▶ [REQUIREMENTS] Please quote word for word the part of the items below that opens with the line containing "of black collared" and closes with the line containing "256, 228, 374]]", including both of those lines.

▶ [GIVEN INFORMATION]
══════
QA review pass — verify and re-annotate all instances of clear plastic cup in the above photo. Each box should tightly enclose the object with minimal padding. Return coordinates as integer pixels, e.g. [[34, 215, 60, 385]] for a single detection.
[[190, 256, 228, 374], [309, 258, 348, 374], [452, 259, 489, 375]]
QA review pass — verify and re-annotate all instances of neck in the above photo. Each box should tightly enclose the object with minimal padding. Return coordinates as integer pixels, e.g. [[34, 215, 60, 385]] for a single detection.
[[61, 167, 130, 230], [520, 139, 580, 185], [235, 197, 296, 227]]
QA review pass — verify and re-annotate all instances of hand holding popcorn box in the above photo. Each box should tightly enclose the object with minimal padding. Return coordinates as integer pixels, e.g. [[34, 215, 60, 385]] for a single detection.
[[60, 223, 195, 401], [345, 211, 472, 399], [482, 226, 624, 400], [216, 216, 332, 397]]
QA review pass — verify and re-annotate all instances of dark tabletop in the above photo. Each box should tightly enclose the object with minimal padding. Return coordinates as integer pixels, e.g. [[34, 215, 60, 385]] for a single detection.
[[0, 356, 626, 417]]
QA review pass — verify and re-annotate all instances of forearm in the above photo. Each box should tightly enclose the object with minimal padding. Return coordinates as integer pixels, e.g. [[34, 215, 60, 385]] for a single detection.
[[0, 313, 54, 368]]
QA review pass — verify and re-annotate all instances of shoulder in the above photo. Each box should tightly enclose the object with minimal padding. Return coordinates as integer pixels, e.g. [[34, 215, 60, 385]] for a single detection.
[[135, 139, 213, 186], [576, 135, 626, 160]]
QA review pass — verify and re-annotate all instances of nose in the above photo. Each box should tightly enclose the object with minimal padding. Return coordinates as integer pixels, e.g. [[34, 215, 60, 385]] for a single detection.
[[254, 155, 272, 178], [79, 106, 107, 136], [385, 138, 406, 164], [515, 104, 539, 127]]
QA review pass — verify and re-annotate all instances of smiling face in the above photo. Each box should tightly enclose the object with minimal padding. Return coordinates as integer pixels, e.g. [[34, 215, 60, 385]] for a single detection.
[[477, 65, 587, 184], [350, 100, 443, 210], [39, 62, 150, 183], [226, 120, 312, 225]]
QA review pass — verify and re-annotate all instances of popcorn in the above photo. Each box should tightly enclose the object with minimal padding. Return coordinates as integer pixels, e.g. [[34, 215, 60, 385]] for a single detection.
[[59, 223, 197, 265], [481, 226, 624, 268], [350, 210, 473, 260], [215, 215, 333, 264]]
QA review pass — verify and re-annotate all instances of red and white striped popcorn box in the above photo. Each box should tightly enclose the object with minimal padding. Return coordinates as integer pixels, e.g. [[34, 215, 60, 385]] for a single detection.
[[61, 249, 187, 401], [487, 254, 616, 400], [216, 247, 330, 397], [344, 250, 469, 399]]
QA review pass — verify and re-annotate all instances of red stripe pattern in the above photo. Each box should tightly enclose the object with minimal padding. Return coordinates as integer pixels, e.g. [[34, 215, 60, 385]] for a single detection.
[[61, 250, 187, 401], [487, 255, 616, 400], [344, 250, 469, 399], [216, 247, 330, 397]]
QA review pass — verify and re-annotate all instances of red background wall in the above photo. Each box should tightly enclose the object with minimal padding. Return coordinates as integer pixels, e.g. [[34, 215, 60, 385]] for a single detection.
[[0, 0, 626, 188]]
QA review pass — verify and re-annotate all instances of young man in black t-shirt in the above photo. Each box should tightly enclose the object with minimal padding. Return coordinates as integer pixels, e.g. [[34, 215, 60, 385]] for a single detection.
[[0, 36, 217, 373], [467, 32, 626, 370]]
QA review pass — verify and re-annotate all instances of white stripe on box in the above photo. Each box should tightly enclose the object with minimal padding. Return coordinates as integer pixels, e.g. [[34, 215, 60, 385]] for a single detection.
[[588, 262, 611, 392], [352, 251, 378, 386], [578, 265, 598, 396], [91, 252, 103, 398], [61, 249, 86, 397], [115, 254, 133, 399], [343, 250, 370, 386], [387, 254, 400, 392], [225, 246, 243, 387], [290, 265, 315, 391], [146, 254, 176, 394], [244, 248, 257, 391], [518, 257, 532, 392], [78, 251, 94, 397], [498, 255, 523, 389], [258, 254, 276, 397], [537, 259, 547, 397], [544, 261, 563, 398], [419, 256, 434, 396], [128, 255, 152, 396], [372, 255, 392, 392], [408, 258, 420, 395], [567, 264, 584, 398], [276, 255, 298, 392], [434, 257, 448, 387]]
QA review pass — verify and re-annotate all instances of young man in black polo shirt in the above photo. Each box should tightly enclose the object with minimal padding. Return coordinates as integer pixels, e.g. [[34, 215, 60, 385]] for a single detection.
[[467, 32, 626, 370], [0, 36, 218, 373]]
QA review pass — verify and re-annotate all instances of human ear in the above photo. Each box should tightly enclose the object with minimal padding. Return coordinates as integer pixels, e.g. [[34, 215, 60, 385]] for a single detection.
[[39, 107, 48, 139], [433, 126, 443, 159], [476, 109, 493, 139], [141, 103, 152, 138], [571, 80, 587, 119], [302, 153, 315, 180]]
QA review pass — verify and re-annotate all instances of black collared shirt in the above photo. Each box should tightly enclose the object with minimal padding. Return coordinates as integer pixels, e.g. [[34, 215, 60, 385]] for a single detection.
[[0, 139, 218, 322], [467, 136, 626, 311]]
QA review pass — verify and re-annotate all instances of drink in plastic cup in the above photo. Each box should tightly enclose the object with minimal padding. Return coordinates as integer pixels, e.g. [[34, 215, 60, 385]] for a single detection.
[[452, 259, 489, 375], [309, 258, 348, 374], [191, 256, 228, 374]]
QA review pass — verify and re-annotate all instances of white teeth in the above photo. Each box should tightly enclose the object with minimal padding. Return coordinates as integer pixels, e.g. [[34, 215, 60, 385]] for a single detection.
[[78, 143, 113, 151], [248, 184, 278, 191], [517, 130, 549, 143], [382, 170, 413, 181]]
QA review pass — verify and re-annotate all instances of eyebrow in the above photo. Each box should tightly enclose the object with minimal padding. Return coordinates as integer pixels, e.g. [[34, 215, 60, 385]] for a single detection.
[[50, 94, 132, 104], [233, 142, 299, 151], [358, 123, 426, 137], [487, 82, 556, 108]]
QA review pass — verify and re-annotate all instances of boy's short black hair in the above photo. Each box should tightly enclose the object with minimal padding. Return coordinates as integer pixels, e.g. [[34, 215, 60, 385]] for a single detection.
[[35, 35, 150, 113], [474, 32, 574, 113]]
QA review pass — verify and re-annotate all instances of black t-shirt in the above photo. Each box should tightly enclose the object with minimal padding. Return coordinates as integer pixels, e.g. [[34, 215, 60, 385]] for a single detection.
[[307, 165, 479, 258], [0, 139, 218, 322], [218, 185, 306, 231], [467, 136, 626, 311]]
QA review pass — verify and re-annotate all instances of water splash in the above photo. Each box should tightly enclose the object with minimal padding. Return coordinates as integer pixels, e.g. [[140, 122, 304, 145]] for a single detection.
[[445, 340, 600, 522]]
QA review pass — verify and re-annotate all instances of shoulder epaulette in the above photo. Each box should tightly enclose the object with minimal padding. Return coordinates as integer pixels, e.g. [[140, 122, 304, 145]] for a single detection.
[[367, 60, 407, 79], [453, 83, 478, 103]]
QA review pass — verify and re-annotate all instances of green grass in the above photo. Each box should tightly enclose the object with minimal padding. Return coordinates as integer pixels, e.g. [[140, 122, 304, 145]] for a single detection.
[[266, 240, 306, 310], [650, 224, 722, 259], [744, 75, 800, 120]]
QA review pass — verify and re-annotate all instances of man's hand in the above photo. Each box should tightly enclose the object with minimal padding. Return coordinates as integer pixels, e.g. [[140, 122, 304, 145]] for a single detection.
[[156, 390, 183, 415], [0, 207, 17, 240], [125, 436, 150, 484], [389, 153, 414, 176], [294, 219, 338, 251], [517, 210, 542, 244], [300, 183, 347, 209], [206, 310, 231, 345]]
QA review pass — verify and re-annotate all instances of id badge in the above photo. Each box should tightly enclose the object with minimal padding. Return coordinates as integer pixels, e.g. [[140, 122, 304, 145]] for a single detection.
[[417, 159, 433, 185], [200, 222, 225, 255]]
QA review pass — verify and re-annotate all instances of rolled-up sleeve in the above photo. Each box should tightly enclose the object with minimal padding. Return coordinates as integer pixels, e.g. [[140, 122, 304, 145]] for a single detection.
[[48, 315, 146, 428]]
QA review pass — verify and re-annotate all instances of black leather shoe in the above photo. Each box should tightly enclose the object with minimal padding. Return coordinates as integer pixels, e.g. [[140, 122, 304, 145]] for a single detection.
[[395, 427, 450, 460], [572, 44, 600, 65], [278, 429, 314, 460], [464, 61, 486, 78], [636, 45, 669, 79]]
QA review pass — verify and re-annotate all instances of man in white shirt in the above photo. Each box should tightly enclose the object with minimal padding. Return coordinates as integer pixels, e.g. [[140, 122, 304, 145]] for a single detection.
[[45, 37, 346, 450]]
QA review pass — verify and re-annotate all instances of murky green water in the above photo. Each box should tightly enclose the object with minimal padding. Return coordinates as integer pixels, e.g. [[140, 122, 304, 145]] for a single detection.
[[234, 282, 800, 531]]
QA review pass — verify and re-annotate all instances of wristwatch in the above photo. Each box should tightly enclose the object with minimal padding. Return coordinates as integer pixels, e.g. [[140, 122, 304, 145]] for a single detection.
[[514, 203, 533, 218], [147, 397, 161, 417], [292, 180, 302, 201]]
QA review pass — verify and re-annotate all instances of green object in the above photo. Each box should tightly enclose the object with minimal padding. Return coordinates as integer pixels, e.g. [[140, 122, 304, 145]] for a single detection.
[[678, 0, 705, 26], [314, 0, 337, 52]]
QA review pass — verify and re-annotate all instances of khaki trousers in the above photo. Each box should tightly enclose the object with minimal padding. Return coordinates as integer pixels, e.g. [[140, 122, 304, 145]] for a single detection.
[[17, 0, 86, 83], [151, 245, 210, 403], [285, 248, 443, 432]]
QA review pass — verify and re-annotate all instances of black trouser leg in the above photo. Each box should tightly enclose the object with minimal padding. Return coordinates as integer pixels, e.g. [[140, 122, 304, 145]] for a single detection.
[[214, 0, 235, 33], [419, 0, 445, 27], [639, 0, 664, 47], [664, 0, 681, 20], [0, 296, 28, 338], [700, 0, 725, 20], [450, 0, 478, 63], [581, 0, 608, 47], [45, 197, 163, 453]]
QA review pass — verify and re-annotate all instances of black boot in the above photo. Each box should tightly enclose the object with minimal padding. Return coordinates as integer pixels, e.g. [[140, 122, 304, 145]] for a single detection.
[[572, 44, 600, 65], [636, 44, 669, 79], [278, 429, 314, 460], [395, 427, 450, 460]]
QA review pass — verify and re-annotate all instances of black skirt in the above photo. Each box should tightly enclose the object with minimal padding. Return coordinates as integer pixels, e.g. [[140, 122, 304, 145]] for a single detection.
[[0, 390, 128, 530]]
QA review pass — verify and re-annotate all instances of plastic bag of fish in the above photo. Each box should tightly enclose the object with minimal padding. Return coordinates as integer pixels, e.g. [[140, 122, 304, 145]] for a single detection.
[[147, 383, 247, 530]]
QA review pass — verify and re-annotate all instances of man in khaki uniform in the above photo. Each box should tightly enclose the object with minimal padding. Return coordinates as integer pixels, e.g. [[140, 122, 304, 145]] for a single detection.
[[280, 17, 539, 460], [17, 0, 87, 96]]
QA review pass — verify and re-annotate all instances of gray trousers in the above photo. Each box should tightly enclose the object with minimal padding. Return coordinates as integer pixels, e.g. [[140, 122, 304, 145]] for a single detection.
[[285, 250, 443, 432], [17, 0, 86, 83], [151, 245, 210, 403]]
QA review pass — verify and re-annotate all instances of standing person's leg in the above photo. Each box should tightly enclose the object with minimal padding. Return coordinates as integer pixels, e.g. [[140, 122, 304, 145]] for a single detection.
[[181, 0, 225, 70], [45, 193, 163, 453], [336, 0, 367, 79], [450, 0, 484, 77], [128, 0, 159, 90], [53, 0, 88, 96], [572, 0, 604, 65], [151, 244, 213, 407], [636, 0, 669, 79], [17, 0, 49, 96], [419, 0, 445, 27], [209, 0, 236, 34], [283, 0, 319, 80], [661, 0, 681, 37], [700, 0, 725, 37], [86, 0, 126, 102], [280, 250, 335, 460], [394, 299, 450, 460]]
══════
▶ [EXERCISE RESULT]
QA review pass — verify and re-annotate all instances of black collared shirt in the above photo. Each box should tightly enclose the object with minimal padding. Return coordinates as integer pixels, e.g. [[34, 215, 60, 385]] for a single detection.
[[0, 139, 218, 322], [467, 136, 626, 311]]
QA review pass — verify and re-annotate all instances of drink in plastic cup in the above photo. Each box should tightly enclose the object with minimal padding. Return coordinates as integer pixels, e.g. [[34, 215, 60, 385]] for a single detection.
[[452, 259, 489, 375], [309, 258, 348, 374], [191, 256, 228, 374]]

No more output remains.